> **Directive**
Format the lines below, from the one containing "Draw the outline of every instance of the <item>white" through the one containing "60L192 55L190 54L186", inclusive, as a JSON list of strings with one string per line and no blank lines.

> **Record set**
━━━━━━
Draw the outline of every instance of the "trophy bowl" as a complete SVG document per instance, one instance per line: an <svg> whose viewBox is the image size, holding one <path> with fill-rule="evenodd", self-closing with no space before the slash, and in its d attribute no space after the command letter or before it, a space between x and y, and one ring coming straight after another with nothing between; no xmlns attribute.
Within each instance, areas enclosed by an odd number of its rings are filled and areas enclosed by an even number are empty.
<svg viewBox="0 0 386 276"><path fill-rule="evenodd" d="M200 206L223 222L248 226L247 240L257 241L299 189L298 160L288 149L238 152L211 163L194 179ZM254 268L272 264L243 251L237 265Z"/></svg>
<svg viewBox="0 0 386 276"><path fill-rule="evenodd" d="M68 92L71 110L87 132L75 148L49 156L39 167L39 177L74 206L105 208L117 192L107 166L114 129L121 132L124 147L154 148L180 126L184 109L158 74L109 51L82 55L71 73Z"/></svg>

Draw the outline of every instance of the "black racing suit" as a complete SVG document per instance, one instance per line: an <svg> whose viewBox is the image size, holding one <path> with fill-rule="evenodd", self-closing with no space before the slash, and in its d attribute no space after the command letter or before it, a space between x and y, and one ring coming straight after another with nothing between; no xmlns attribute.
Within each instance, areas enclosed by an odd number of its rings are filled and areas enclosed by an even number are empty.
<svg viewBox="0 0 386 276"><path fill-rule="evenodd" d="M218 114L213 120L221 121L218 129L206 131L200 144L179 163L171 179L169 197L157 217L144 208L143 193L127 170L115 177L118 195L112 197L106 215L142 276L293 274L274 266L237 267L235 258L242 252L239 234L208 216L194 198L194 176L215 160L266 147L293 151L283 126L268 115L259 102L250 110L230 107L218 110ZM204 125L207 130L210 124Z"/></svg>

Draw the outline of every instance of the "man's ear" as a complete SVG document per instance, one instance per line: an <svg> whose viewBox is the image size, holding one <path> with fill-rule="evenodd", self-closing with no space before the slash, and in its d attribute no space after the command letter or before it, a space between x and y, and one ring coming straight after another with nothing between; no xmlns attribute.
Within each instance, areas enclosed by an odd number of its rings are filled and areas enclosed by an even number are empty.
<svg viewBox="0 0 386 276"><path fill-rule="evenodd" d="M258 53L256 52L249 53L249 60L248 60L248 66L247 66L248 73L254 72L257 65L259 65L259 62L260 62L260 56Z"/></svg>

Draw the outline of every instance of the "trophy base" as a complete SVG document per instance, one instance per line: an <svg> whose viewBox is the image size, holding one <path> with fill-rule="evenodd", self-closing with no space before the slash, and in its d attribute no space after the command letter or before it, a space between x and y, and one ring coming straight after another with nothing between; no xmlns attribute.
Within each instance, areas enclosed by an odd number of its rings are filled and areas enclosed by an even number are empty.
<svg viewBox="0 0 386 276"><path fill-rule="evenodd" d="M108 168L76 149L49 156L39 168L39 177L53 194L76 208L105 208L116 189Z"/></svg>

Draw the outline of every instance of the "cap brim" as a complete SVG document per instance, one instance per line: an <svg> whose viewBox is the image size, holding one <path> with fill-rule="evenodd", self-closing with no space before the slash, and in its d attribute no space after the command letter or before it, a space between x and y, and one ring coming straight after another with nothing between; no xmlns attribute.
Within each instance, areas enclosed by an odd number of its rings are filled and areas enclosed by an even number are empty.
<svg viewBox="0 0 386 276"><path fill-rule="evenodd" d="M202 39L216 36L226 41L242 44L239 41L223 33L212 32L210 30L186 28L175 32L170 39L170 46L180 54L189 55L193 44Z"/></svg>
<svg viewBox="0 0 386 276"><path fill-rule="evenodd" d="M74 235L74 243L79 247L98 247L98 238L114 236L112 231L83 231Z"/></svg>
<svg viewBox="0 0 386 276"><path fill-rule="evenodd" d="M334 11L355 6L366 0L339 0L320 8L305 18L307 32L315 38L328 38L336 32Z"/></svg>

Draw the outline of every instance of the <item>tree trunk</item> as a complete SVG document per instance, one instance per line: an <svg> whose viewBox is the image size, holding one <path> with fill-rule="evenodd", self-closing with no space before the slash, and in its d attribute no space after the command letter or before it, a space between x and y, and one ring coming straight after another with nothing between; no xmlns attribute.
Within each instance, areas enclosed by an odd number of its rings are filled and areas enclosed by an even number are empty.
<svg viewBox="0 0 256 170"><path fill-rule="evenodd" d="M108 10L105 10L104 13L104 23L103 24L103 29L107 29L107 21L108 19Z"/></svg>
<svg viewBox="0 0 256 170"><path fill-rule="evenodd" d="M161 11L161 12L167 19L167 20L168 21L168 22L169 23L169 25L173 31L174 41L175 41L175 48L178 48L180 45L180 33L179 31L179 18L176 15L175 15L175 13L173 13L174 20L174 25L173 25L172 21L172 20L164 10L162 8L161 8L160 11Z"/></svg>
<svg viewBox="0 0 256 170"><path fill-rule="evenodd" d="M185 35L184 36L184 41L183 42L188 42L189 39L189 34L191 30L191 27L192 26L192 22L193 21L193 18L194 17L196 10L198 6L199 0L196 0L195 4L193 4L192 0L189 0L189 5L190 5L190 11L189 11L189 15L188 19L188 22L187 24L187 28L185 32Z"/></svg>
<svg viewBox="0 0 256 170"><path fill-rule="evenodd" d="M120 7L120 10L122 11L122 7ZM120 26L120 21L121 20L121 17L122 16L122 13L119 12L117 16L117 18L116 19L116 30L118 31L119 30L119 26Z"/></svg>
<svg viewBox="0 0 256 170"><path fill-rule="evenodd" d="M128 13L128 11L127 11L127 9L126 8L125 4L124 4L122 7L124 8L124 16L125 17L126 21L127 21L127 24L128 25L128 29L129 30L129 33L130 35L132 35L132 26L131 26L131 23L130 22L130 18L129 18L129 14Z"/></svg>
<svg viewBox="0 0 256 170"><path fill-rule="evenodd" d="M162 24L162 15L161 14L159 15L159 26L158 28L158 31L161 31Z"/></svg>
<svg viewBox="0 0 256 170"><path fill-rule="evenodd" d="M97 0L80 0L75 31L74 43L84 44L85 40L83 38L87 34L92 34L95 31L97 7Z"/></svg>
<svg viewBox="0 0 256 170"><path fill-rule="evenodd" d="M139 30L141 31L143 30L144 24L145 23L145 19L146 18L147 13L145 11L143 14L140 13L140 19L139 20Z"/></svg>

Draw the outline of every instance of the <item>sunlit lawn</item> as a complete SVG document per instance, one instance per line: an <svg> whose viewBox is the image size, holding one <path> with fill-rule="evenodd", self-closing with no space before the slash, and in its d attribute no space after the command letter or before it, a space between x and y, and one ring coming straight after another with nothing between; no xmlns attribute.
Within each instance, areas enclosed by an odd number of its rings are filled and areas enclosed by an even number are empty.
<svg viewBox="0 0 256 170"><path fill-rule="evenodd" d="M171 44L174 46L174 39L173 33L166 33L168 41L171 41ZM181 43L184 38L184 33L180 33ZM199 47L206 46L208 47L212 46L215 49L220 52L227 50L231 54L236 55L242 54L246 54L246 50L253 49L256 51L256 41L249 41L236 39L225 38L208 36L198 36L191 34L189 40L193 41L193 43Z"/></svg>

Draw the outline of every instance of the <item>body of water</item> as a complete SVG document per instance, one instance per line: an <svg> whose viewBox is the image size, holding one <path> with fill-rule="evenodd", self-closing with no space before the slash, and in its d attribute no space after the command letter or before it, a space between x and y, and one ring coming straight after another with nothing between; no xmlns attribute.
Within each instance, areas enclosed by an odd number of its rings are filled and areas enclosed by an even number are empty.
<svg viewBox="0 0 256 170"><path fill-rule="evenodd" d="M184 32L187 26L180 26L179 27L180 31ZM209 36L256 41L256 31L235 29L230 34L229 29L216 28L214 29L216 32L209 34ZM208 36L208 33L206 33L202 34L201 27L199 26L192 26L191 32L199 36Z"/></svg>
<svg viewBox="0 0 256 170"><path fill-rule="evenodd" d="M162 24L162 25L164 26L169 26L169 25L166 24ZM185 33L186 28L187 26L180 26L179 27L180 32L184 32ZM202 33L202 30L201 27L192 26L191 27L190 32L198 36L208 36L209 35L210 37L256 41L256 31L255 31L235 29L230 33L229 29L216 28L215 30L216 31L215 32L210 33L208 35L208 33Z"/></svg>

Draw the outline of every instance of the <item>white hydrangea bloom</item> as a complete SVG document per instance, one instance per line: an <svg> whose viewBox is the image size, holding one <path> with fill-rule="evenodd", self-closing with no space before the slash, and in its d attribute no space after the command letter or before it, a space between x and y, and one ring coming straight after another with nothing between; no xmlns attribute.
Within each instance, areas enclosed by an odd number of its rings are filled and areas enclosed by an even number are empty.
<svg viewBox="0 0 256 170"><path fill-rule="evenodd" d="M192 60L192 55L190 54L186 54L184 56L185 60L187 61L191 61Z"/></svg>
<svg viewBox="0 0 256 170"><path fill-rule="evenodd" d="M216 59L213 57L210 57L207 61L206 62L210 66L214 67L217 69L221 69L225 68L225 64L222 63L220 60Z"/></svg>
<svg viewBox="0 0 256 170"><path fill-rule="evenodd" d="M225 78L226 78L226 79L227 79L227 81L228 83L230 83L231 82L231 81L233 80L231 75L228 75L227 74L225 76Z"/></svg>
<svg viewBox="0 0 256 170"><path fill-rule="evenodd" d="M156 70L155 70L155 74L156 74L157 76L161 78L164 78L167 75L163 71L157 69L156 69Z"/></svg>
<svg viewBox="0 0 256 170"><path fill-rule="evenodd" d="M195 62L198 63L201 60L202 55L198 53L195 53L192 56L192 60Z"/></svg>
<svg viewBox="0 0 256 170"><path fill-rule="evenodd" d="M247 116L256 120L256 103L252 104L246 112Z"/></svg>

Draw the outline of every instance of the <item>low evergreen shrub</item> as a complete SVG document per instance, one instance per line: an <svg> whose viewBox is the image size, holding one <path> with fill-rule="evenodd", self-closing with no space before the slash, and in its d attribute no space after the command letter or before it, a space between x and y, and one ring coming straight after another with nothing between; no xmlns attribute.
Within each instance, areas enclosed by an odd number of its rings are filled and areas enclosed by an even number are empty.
━━━━━━
> **Written solution**
[
  "Draw the outline of every instance of the <item>white hydrangea bloom</item> as a complete SVG document per instance, one instance per line: an <svg> whose viewBox is the image size, holding one <path> with fill-rule=\"evenodd\", self-closing with no space before the slash, and in its d attribute no space after the command letter or before it, a space between x and y, and one ring coming straight after another with nothing between; no xmlns attribute.",
  "Within each instance, areas enclosed by an odd number of its rings are filled and areas enclosed by an even number are empty.",
  "<svg viewBox=\"0 0 256 170\"><path fill-rule=\"evenodd\" d=\"M192 60L192 55L190 54L186 54L184 56L185 60L187 61L191 61Z\"/></svg>"
]